• What is expected
Give the number of lines in the records below that include the word "couch", and add nothing to it.

(Data records)
----------------------------------------

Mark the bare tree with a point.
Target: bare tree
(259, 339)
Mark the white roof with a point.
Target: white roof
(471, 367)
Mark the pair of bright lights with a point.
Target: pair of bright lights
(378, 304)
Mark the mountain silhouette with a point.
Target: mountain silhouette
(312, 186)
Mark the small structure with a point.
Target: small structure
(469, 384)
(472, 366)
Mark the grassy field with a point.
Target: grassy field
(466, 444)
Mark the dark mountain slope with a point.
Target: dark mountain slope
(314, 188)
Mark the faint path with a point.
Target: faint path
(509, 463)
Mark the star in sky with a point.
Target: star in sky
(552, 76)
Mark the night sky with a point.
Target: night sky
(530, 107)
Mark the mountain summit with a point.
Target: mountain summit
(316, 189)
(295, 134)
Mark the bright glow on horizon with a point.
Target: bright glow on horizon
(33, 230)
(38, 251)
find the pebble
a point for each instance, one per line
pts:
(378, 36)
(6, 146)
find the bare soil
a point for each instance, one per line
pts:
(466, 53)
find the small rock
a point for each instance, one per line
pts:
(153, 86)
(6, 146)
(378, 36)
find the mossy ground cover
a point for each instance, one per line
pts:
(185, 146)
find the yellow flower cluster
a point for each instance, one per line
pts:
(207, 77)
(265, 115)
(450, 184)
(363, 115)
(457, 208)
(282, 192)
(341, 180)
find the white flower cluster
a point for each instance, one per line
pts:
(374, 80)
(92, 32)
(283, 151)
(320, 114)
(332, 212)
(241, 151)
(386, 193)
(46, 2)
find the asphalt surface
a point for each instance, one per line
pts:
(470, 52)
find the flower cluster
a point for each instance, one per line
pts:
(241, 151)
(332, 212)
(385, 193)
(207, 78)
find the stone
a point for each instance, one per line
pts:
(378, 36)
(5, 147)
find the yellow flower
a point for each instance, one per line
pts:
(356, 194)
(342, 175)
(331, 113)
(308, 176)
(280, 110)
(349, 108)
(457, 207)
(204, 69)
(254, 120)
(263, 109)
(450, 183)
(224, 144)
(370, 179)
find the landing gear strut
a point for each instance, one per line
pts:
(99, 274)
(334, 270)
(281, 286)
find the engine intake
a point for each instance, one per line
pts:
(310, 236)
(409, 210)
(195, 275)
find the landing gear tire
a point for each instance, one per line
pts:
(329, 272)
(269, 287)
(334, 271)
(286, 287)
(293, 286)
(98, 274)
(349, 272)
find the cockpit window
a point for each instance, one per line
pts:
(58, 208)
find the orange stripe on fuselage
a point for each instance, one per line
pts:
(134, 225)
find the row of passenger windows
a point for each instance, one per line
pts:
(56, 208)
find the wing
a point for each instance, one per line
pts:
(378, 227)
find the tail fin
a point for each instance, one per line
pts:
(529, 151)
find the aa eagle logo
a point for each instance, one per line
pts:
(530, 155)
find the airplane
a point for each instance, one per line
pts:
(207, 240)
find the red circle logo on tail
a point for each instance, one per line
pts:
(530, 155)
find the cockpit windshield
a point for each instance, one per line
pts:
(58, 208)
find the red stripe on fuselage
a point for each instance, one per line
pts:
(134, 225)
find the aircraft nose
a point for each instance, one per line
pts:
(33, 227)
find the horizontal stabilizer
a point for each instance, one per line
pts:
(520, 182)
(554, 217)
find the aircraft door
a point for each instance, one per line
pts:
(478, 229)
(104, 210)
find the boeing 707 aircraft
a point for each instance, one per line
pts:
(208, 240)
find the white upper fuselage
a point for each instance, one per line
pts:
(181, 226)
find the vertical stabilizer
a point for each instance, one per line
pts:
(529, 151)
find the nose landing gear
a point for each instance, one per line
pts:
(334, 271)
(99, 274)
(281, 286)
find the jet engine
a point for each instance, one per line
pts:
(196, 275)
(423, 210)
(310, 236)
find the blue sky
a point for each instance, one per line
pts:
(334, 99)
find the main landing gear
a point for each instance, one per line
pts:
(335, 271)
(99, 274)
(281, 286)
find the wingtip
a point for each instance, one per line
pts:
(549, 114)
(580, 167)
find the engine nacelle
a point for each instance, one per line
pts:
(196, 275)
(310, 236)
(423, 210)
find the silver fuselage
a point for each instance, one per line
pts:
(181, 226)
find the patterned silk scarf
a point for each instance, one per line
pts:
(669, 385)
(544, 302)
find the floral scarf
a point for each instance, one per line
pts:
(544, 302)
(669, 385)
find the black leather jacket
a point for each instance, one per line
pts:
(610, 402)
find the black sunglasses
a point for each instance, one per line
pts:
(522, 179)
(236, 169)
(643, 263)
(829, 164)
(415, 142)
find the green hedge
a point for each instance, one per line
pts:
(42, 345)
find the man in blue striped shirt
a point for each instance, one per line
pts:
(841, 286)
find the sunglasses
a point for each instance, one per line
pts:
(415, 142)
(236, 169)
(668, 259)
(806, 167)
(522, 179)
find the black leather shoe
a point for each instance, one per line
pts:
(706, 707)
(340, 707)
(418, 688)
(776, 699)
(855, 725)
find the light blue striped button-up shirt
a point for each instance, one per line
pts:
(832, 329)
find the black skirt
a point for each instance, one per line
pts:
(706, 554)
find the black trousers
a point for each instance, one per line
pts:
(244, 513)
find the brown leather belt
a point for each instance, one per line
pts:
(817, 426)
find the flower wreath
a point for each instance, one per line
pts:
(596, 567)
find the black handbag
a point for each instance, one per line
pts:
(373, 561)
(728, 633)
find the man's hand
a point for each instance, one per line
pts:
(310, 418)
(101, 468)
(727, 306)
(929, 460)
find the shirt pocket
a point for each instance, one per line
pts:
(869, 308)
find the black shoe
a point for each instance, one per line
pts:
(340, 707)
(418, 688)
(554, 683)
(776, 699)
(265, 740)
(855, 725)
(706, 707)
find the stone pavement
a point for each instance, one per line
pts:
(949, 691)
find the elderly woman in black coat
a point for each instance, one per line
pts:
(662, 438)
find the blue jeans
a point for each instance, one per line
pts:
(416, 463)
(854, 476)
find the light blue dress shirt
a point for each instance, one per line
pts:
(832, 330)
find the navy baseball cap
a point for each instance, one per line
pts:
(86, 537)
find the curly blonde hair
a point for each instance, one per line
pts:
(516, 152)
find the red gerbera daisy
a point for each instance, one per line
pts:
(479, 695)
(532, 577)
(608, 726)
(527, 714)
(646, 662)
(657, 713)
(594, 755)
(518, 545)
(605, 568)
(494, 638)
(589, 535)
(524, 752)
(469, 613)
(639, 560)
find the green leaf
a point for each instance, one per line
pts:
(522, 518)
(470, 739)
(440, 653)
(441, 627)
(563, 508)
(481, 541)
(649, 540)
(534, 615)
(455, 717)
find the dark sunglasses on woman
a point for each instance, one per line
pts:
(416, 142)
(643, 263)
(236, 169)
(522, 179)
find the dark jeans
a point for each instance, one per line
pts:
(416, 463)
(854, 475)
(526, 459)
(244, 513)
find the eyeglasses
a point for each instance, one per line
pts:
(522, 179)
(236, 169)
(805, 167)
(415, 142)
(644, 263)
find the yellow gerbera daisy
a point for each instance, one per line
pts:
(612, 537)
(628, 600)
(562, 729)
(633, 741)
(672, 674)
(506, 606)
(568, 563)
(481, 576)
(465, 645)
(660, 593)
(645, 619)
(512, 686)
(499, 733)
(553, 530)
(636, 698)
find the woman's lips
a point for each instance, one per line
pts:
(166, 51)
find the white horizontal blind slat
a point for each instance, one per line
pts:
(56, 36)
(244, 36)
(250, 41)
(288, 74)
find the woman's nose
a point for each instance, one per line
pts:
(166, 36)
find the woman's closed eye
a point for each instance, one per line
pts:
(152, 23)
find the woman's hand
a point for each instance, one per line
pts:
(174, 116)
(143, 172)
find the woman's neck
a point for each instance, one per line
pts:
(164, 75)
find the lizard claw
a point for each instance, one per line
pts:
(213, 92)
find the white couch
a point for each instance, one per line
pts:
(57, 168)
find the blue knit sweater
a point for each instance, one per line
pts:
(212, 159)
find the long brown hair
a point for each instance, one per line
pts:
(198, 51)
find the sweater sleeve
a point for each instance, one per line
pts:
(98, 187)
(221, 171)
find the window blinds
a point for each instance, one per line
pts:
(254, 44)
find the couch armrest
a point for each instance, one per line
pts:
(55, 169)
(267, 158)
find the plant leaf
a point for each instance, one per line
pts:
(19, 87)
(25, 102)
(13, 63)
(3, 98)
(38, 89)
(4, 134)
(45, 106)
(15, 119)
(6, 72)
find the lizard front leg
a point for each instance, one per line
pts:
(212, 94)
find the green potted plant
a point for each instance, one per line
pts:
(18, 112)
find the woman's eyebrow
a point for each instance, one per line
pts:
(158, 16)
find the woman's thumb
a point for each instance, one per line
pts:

----------------------------------------

• Reply
2